▸ **Records for this exercise**
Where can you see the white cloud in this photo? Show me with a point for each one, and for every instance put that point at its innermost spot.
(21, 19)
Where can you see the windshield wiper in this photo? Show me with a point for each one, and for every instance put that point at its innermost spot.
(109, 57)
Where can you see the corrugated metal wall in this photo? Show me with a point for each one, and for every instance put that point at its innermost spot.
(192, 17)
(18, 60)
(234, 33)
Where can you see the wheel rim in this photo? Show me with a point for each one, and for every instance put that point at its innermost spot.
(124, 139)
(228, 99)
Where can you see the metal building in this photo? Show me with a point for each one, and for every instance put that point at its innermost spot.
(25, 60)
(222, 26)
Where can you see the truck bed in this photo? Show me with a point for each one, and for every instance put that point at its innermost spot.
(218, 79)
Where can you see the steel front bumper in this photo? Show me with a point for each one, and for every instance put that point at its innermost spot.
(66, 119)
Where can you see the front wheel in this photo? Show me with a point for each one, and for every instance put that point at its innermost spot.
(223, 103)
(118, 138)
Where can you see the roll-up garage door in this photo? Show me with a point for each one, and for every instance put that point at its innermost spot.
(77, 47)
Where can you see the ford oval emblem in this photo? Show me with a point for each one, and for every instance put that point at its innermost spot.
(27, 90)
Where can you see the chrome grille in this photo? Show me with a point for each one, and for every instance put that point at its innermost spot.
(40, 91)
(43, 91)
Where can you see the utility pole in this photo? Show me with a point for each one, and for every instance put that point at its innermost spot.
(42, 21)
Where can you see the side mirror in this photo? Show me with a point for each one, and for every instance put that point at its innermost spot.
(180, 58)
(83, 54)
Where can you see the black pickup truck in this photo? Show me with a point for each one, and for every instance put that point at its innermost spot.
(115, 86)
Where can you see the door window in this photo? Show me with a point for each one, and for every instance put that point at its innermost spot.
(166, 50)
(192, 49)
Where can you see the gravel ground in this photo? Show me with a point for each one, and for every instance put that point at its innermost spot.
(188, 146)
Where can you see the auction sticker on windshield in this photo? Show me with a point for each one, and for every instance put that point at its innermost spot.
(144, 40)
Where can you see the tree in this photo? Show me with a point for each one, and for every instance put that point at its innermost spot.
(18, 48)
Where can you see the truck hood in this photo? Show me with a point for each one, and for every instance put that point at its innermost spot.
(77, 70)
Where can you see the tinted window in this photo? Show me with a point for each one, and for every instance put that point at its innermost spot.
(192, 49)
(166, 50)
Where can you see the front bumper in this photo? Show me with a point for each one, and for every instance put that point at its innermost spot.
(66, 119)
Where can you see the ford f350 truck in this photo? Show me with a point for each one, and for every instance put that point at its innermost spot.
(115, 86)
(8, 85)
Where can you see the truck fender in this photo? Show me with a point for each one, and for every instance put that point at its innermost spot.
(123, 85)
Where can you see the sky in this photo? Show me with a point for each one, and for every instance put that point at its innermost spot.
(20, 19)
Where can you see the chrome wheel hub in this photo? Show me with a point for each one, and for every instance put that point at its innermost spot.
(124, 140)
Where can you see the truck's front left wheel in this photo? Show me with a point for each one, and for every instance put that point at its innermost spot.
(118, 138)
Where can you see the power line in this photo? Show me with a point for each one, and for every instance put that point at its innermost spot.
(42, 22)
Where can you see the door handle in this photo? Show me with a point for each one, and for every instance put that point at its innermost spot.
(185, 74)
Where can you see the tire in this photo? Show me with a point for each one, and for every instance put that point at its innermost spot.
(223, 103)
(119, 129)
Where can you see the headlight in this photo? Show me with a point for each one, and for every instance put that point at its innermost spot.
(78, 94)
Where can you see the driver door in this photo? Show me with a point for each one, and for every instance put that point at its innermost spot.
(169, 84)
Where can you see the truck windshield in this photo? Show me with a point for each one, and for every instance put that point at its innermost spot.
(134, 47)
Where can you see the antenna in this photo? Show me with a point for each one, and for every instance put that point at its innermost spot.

...

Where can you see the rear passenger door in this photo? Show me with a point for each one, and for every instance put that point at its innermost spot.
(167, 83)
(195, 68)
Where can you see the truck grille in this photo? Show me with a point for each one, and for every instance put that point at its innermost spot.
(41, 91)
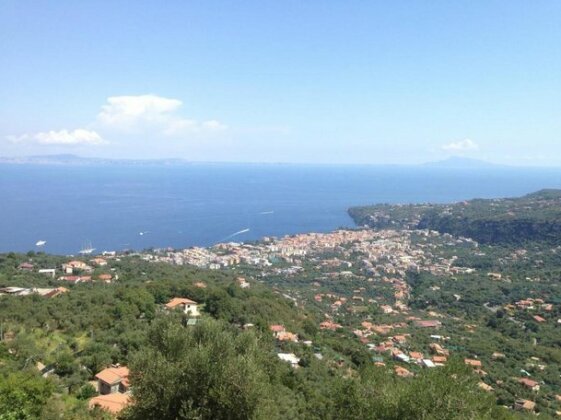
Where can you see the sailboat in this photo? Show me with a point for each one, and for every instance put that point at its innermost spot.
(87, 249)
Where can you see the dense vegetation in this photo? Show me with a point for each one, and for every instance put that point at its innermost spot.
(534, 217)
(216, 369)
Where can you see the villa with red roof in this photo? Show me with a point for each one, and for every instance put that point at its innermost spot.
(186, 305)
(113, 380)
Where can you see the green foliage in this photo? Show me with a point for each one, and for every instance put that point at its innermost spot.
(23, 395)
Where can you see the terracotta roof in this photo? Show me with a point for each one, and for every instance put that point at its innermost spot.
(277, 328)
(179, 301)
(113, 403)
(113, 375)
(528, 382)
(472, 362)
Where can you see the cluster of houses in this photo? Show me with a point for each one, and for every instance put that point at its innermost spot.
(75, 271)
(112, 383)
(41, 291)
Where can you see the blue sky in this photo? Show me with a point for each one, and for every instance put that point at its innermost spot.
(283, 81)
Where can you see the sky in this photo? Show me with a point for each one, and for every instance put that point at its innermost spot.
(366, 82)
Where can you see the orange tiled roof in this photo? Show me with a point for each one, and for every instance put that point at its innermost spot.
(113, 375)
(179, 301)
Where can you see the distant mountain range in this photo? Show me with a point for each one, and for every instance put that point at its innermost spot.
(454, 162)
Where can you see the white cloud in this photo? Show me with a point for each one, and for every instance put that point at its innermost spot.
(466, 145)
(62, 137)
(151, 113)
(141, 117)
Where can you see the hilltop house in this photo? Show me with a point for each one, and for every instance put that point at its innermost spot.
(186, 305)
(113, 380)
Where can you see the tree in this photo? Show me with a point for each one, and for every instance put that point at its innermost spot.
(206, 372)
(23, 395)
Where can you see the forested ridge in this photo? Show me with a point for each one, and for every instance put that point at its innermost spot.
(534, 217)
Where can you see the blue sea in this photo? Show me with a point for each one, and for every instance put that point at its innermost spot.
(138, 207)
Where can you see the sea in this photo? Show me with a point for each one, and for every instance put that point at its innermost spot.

▸ **Direction**
Copy the material again, starting at the line that contains "Where can you see the blue sea" and ending at the line that contains "Where can you see the sea", with both of those lines and every line between them included. Shift each point coordinate in the answers by adding -22 to it.

▸ **Correct result**
Where can you see the blue sea in this photo? Show me with a point for each one, and for every instance put that point at its innermost spot.
(116, 185)
Where can you see the sea in this photo? Show me with a point for each one, and for every instance put that point at its innermost spot.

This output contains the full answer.